▶ **LISTING**
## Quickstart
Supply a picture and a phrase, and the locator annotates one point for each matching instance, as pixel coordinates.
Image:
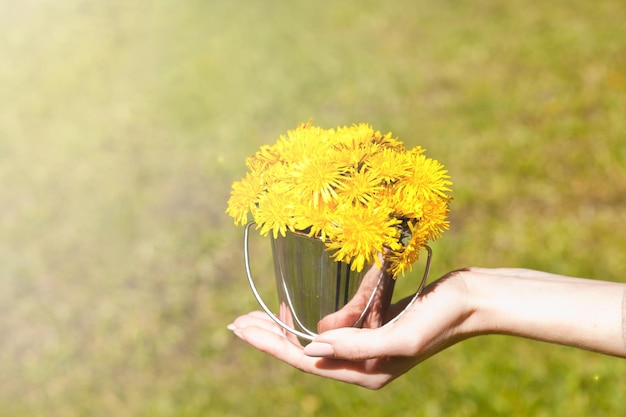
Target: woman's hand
(368, 357)
(576, 312)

▶ **EXERCISE DIRECTIONS**
Rewrite the data above, replacing "Target" with "Query" and keeping everything else the same. Omit the pictures.

▶ **REPLY**
## Quickstart
Supply a picture and a phrase, and the locator annotates one point for each matching instance, as pixel coordinates.
Image:
Query: woman's hand
(368, 357)
(576, 312)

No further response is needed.